TASK PROMPT – Exactly reproduce each record listed below.

DATA LISTING –

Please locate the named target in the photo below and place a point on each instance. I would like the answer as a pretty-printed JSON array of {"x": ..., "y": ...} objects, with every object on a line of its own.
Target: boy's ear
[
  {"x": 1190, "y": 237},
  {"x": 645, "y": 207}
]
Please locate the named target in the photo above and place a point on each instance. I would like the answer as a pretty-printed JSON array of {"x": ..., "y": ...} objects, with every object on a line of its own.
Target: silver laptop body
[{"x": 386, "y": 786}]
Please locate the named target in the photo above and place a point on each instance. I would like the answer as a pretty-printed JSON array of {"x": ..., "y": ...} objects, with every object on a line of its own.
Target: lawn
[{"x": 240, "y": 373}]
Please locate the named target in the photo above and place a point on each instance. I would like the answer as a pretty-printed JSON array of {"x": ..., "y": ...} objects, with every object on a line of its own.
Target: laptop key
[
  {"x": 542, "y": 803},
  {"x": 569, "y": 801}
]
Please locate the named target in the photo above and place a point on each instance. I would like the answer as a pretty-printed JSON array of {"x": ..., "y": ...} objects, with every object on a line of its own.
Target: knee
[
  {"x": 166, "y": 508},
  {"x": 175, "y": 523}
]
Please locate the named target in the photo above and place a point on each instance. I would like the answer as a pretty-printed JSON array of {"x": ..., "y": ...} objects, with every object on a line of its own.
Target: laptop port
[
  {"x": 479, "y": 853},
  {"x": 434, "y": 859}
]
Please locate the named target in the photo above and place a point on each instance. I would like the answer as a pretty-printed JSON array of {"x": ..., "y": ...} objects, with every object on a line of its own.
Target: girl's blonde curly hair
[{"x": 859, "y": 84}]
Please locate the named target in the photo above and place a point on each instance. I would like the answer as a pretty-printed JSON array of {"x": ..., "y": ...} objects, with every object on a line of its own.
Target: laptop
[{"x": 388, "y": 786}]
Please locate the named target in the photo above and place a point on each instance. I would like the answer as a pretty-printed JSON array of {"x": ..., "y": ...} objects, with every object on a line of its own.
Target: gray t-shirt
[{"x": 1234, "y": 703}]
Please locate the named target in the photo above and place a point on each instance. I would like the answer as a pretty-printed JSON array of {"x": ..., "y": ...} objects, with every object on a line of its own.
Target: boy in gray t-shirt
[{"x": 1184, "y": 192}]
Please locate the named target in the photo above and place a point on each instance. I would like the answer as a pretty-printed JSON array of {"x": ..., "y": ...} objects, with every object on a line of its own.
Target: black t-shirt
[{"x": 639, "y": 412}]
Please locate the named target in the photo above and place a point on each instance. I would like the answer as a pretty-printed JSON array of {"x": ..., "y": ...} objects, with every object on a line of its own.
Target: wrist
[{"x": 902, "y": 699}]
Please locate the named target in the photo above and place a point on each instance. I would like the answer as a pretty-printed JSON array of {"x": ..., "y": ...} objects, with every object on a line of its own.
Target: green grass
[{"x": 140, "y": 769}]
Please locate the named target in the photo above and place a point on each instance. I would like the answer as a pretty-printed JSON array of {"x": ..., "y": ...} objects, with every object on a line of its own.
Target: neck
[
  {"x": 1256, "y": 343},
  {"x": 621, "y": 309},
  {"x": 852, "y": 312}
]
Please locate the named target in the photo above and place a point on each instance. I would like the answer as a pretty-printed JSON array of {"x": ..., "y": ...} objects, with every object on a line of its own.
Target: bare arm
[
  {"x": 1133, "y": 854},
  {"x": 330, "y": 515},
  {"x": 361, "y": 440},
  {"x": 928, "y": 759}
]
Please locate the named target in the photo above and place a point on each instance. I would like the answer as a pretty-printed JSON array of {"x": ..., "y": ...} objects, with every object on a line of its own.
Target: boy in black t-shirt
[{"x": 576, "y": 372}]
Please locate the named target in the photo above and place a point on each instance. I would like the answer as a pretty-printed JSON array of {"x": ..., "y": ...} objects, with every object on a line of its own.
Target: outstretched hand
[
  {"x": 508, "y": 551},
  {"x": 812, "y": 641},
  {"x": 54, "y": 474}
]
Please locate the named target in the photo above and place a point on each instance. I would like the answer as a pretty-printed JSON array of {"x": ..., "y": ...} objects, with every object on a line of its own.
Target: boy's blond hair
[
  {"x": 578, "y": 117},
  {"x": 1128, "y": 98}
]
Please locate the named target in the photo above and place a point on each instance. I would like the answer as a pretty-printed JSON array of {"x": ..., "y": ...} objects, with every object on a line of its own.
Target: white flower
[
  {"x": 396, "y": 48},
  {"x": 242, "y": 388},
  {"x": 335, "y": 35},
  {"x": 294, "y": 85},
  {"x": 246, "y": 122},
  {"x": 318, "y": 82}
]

EXERCISE OUTPUT –
Please locate the named target in the photo below and place a point on each instance. I would like the answer as a pretty-printed JSON array of {"x": ..., "y": ...} objects, with every object on a line of its own.
Target: boy's ear
[
  {"x": 1190, "y": 237},
  {"x": 645, "y": 207}
]
Please locate the named target in the photo above and place a point on each instance. I would like the answer as a pretty-printed JSON array of {"x": ..., "y": ...} objects, with every object on a line of its own.
Target: silver laptop body
[{"x": 386, "y": 786}]
Please locate the named target in the photo above and place a point on each instance. I would like the answer as a pretty-printed JSON array of {"x": ..., "y": ...} objects, with every object on a line of its own.
Target: lawn
[{"x": 240, "y": 373}]
Please locate the named target in the photo above and place a point on each instance. I would like the answer as a pretty-printed JSON array of {"x": ..., "y": ...} objects, with every object on a line of its own.
Target: laptop key
[
  {"x": 542, "y": 803},
  {"x": 569, "y": 801}
]
Please locate the named target in the photo above and place a point on each instance. I would like the answer as a pretty-printed JSON array of {"x": ..., "y": ...} objects, with every object on a line of its own.
Target: knee
[
  {"x": 166, "y": 508},
  {"x": 175, "y": 523}
]
Please locate the named target in the photo above and place a point on each instance. I would like the answer as a pretty-printed JSON array of {"x": ..., "y": ...} objects, with every object on a line of its own.
Target: laptop port
[
  {"x": 479, "y": 853},
  {"x": 434, "y": 859}
]
Please locate the named target in the photo above and place a point on each instance. I would like the answer as a pretty-printed JSON array of {"x": ..., "y": ...} objects, with every object on a line of its own.
Target: girl's blonde curly hair
[{"x": 859, "y": 84}]
Please locate the named target in the photo above and place a point on each instance. I would like the answer as a pretty-printed JSON array of {"x": ..., "y": ...} objects, with every object on a line of its own.
Target: laptop
[{"x": 388, "y": 786}]
Please locate the named target in the photo above and place a point on each instance. I would like the answer as a pretty-printed JSON array of {"x": ..., "y": ...} objects, with every object on a line of its own.
Target: gray t-shirt
[{"x": 1234, "y": 703}]
Please locate the named target in the photo above and place a point on each instance. I would like the answer as a pretty-printed JSON array of {"x": ..., "y": ...} objects, with every object on a line of its own.
Target: boy in gray t-shirt
[{"x": 1184, "y": 192}]
Please locate the named target in the photo above and place a point on each instance. I would like the answer as a pretty-printed JSON array of {"x": ..., "y": ...} objects, with every object on a line of its own.
Target: black t-shirt
[{"x": 639, "y": 412}]
Please locate the named target in the photo above and place a point on each instance. I would like the answer as a pretty-printed JSON array of {"x": ..., "y": ...} objects, with every object on a line of its own.
Target: wrist
[{"x": 902, "y": 699}]
Please locate the named target in the photo above and place a point on each instance. I would like the answer as a pretty-printed JSON array of {"x": ..., "y": ...} objects, with every object on a line of its own.
Target: green grass
[{"x": 140, "y": 769}]
Please locate the named target in the photo above and place a point on each instance. I would like the answer as a pretty-printed JSON array of {"x": ..., "y": ...} objects, with every object on a line of its own.
Target: neck
[
  {"x": 1256, "y": 343},
  {"x": 621, "y": 309},
  {"x": 852, "y": 312}
]
Please locate the named target in the photo above and place a point on each instance. I would like the answer as a pretty-printed JSON array of {"x": ..., "y": ...} objects, with every object on a line of its own.
Target: bare arm
[
  {"x": 1133, "y": 854},
  {"x": 330, "y": 515},
  {"x": 361, "y": 440},
  {"x": 928, "y": 759}
]
Please locate the named target in the photo above and place a point on each instance. I would like the answer as a pretty-printed JSON array of {"x": ..., "y": ...} objects, with every object on a line of its own.
Target: boy in black t-shirt
[{"x": 576, "y": 372}]
Please locate the named target in the photo above and place a point on each instance. I would like the answer as a pretty-printed JSON array of {"x": ..., "y": ...} objects, with every object on a line of its own.
Target: outstretched hand
[
  {"x": 508, "y": 551},
  {"x": 812, "y": 641},
  {"x": 54, "y": 474}
]
Please locate the named target in the photo above and place a point on each instance. I would like the answer as a pretty-printed JSON array of {"x": ..., "y": ...} objects, with every object on a line of its own.
Target: boy's blond hair
[
  {"x": 578, "y": 117},
  {"x": 1128, "y": 98}
]
Please locate the named target in the photo above and place a point on each instance. I would like the answer as a pretty-printed JSON array of {"x": ..., "y": ...} objects, with every object on a line of its own.
Target: white flower
[
  {"x": 396, "y": 48},
  {"x": 242, "y": 388},
  {"x": 335, "y": 35},
  {"x": 294, "y": 85},
  {"x": 246, "y": 122},
  {"x": 318, "y": 82}
]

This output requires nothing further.